REQUIRED WORK: Rewrite the lines below, changing "concrete wall" to "stone wall" wherever it occurs and keeping everything else the same.

DATASET RECORDS:
========

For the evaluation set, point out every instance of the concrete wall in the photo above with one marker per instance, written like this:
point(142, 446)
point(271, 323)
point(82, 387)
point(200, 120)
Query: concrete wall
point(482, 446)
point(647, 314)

========

WRITTEN SOLUTION:
For the evaluation set, point out every instance of the stone wall in the photo above with one marker per instance, written like this:
point(142, 446)
point(271, 323)
point(82, 387)
point(200, 120)
Query: stone wall
point(482, 446)
point(647, 314)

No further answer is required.